*What the task asks*
Copy each line of the data exactly. Leave nothing out.

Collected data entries
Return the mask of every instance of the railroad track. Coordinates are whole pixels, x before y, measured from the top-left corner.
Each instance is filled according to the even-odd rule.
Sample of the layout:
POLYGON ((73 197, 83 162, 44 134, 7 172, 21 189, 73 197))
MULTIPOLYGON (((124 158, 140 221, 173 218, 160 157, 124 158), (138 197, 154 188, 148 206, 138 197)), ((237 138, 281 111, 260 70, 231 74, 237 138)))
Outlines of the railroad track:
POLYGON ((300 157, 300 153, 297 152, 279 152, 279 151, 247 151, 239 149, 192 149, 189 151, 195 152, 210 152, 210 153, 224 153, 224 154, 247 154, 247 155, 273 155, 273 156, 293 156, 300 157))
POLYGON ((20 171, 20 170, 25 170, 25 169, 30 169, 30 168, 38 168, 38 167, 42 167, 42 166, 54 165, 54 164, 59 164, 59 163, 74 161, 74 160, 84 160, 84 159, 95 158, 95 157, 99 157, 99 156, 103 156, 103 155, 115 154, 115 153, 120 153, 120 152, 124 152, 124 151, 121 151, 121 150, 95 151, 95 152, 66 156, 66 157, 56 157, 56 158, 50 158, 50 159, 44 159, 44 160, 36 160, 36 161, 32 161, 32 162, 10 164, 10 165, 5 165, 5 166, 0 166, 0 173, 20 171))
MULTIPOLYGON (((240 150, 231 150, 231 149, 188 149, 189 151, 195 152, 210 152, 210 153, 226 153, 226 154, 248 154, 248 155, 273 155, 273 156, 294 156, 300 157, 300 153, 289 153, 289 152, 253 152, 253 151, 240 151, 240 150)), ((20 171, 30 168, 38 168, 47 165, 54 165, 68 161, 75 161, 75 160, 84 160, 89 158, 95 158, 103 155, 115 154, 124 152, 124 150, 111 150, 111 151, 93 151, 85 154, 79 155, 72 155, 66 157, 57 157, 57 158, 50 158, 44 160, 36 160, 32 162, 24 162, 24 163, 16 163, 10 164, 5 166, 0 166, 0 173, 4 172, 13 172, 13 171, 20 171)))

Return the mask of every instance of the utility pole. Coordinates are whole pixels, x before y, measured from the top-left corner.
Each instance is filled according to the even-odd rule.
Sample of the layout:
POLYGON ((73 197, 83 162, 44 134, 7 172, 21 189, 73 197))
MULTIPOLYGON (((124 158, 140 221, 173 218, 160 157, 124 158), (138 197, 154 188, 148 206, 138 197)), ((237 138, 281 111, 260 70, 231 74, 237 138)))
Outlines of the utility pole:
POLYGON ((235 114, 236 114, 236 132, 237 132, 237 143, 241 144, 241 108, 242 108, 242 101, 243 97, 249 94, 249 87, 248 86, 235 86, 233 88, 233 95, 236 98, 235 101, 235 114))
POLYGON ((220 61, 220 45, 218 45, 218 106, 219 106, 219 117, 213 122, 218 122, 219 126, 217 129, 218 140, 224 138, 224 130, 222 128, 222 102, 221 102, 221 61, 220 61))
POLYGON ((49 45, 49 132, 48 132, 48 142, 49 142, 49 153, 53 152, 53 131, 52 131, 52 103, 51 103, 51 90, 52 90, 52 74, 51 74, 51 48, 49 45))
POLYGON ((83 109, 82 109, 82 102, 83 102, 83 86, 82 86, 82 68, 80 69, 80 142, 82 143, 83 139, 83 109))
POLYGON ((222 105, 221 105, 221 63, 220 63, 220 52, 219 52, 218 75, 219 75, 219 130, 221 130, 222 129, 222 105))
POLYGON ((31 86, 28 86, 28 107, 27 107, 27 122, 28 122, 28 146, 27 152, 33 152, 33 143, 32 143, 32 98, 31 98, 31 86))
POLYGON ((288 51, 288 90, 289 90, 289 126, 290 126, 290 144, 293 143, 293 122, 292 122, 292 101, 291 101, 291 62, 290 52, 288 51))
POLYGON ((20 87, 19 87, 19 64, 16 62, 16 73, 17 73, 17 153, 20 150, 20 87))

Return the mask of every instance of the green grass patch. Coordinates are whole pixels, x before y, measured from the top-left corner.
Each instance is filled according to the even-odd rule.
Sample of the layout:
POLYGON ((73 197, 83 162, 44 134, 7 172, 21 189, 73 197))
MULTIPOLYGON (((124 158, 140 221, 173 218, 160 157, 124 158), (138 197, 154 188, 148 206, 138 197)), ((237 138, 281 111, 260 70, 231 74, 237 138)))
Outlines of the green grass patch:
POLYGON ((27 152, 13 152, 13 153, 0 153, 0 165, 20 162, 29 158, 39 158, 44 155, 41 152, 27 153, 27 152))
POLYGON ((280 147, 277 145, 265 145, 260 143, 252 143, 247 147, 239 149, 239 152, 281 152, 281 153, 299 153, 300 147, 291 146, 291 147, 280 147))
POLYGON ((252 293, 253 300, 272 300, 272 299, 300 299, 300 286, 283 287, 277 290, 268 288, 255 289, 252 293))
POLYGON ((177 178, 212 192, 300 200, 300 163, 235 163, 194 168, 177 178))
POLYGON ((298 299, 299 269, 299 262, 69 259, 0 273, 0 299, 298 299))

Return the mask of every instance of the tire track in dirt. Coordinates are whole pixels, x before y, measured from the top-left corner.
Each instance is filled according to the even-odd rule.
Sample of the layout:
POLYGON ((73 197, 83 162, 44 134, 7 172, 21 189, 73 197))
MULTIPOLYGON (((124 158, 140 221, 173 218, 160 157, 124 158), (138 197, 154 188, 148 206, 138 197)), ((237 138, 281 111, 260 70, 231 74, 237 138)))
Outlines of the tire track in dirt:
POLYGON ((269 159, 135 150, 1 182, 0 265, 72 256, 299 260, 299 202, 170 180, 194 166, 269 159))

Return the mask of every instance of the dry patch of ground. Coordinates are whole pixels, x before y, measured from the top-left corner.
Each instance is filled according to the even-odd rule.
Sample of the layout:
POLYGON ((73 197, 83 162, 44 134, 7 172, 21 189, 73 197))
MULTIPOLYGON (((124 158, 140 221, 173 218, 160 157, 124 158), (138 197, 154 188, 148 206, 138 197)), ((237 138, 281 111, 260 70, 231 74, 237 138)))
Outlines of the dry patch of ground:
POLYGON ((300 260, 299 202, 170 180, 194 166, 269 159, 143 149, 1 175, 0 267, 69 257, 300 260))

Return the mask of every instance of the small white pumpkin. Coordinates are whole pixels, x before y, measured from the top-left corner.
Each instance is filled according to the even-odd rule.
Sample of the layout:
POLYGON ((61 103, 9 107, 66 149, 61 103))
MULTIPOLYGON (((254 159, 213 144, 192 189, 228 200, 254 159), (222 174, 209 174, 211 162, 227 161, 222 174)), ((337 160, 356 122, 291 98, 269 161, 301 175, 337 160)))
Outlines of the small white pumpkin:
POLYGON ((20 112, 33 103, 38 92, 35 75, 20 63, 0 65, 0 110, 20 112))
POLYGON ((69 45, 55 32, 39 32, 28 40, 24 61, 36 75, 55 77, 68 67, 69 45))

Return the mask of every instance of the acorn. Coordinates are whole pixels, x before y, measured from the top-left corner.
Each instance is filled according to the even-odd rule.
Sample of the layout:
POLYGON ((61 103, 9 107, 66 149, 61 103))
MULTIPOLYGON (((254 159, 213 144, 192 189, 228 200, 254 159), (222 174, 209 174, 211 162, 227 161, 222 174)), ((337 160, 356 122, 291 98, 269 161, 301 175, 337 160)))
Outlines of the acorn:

*Worked solution*
Return the mask of every instance of the railroad track. Coordinates are whole pixels, x before y, measured from the top-left corner.
Each instance is filled according to the even-odd rule.
Sample of the layout:
POLYGON ((73 197, 83 162, 44 134, 7 172, 21 189, 73 197))
MULTIPOLYGON (((124 158, 140 221, 173 218, 160 157, 124 158), (138 197, 154 188, 148 206, 138 197)), ((237 138, 281 111, 260 70, 231 74, 237 138)))
Outlines of the railroad track:
POLYGON ((300 157, 300 153, 297 152, 279 152, 279 151, 247 151, 239 149, 192 149, 189 151, 195 152, 210 152, 210 153, 224 153, 224 154, 247 154, 247 155, 273 155, 273 156, 293 156, 300 157))
POLYGON ((20 171, 20 170, 25 170, 25 169, 30 169, 30 168, 38 168, 38 167, 42 167, 42 166, 54 165, 54 164, 59 164, 59 163, 74 161, 74 160, 84 160, 84 159, 95 158, 95 157, 99 157, 99 156, 103 156, 103 155, 115 154, 115 153, 120 153, 120 152, 124 152, 124 151, 121 151, 121 150, 95 151, 95 152, 66 156, 66 157, 56 157, 56 158, 50 158, 50 159, 44 159, 44 160, 36 160, 36 161, 32 161, 32 162, 10 164, 10 165, 5 165, 5 166, 0 166, 0 173, 20 171))
MULTIPOLYGON (((240 150, 231 150, 231 149, 188 149, 189 151, 195 152, 210 152, 210 153, 226 153, 226 154, 248 154, 248 155, 273 155, 273 156, 294 156, 300 157, 300 153, 289 153, 289 152, 253 152, 253 151, 240 151, 240 150)), ((20 171, 30 168, 38 168, 47 165, 54 165, 68 161, 75 161, 75 160, 84 160, 89 158, 95 158, 103 155, 115 154, 124 152, 124 150, 111 150, 111 151, 93 151, 85 154, 79 155, 72 155, 66 157, 57 157, 57 158, 50 158, 44 160, 36 160, 32 162, 24 162, 24 163, 16 163, 10 164, 5 166, 0 166, 0 173, 4 172, 13 172, 13 171, 20 171)))

Return the mask of every instance of the utility pole. Coordinates are whole pixels, x before y, measured from the top-left corner.
Each instance is filled according to the even-odd rule.
Sample of the layout:
POLYGON ((73 197, 83 162, 44 134, 7 172, 21 189, 73 197))
MULTIPOLYGON (((124 158, 140 221, 173 218, 160 157, 124 158), (138 197, 154 188, 148 206, 138 197)), ((237 138, 281 111, 260 70, 231 74, 237 138)))
Outlines of the utility pole:
POLYGON ((235 114, 236 114, 236 132, 237 132, 237 143, 241 144, 241 108, 242 108, 242 101, 243 97, 249 94, 249 87, 248 86, 235 86, 233 88, 233 95, 236 98, 235 101, 235 114))
POLYGON ((220 61, 220 45, 218 45, 218 106, 219 106, 219 117, 213 122, 218 122, 219 126, 217 129, 218 140, 224 138, 224 130, 222 128, 222 102, 221 102, 221 61, 220 61))
POLYGON ((49 45, 49 132, 48 132, 48 142, 49 142, 49 153, 53 152, 53 131, 52 131, 52 103, 51 103, 51 90, 52 90, 52 74, 51 74, 51 48, 49 45))
POLYGON ((83 109, 82 109, 82 102, 83 102, 83 86, 82 86, 82 68, 80 69, 80 142, 82 143, 83 139, 83 109))
POLYGON ((222 105, 221 105, 221 63, 220 63, 220 52, 219 52, 218 75, 219 75, 219 130, 221 130, 222 129, 222 105))
POLYGON ((31 86, 28 86, 28 107, 27 107, 27 122, 28 122, 28 146, 27 152, 33 152, 33 143, 32 143, 32 98, 31 98, 31 86))
POLYGON ((288 51, 288 90, 289 90, 289 126, 290 126, 290 144, 293 143, 293 122, 292 122, 292 101, 291 101, 291 62, 290 52, 288 51))
POLYGON ((20 87, 19 87, 19 64, 16 62, 16 73, 17 73, 17 153, 20 150, 20 87))

Return the mask of every instance of the green grass patch. Coordinates are whole pixels, x before y, measured from the top-left corner.
Each instance is filled according to the even-odd rule.
Sample of the layout:
POLYGON ((73 197, 83 162, 44 134, 7 172, 21 189, 73 197))
MULTIPOLYGON (((124 158, 140 221, 173 218, 160 157, 124 158), (138 197, 154 188, 148 206, 138 197)), ((237 138, 281 111, 260 70, 231 74, 237 138)))
Outlines of the green grass patch:
POLYGON ((27 152, 13 152, 13 153, 0 153, 0 165, 20 162, 29 158, 39 158, 44 155, 41 152, 27 153, 27 152))
POLYGON ((280 147, 277 145, 265 145, 260 143, 252 143, 247 147, 239 149, 239 152, 281 152, 281 153, 299 153, 300 147, 291 146, 291 147, 280 147))
POLYGON ((252 293, 253 300, 272 300, 272 299, 300 299, 300 286, 283 287, 277 290, 268 288, 255 289, 252 293))
POLYGON ((177 178, 212 192, 300 200, 300 163, 235 163, 194 168, 177 178))
POLYGON ((298 299, 299 269, 299 262, 69 259, 0 273, 0 299, 298 299))

Return the mask of every instance of the tire track in dirt. Coordinates are whole pixels, x before y, measured from the top-left corner.
Each instance is filled according to the even-odd rule.
Sample of the layout:
POLYGON ((73 197, 83 162, 44 134, 7 172, 21 189, 73 197))
MULTIPOLYGON (((124 158, 140 221, 173 218, 160 157, 124 158), (138 197, 154 188, 148 206, 138 197)), ((237 138, 281 111, 260 70, 231 74, 237 138)))
Outlines of the tire track in dirt:
POLYGON ((269 159, 135 150, 1 182, 0 265, 72 256, 299 260, 299 202, 170 180, 194 166, 269 159))

Return the mask of every instance of the dry patch of ground. Coordinates are whole pixels, x before y, measured from the top-left corner.
Each instance is filled according to the even-odd rule.
Sample of the layout:
POLYGON ((73 197, 83 162, 44 134, 7 172, 21 189, 73 197))
MULTIPOLYGON (((124 158, 140 221, 173 218, 160 157, 124 158), (138 197, 154 188, 148 206, 138 197)), ((237 138, 281 111, 260 70, 231 74, 237 138)))
Outlines of the dry patch of ground:
POLYGON ((300 260, 299 202, 170 180, 194 166, 269 159, 143 149, 1 175, 0 267, 69 257, 300 260))

Return the mask of every instance of the small white pumpkin. Coordinates are whole pixels, x before y, measured from the top-left corner.
Each instance is filled according to the even-odd rule.
Sample of the layout:
POLYGON ((61 103, 9 107, 66 149, 61 103))
MULTIPOLYGON (((254 159, 213 144, 192 189, 228 200, 254 159), (222 174, 209 174, 211 162, 227 161, 222 174)), ((337 160, 356 122, 291 98, 269 161, 301 175, 337 160)))
Outlines of the small white pumpkin:
POLYGON ((20 112, 33 103, 38 92, 35 75, 20 63, 0 65, 0 110, 20 112))
POLYGON ((69 45, 55 32, 39 32, 28 40, 24 61, 36 75, 55 77, 68 67, 69 45))

Return the mask of every instance of the acorn. Coordinates are whole pixels, x before y, measured from the top-left corner.
Each instance is filled according to the even-odd rule.
Sample of the layout:
POLYGON ((61 103, 9 107, 66 149, 61 103))
MULTIPOLYGON (((254 159, 213 144, 192 189, 228 200, 254 159), (222 174, 209 174, 211 162, 227 161, 222 174)), ((337 160, 356 122, 291 98, 269 161, 301 175, 337 160)))
Outlines of the acorn:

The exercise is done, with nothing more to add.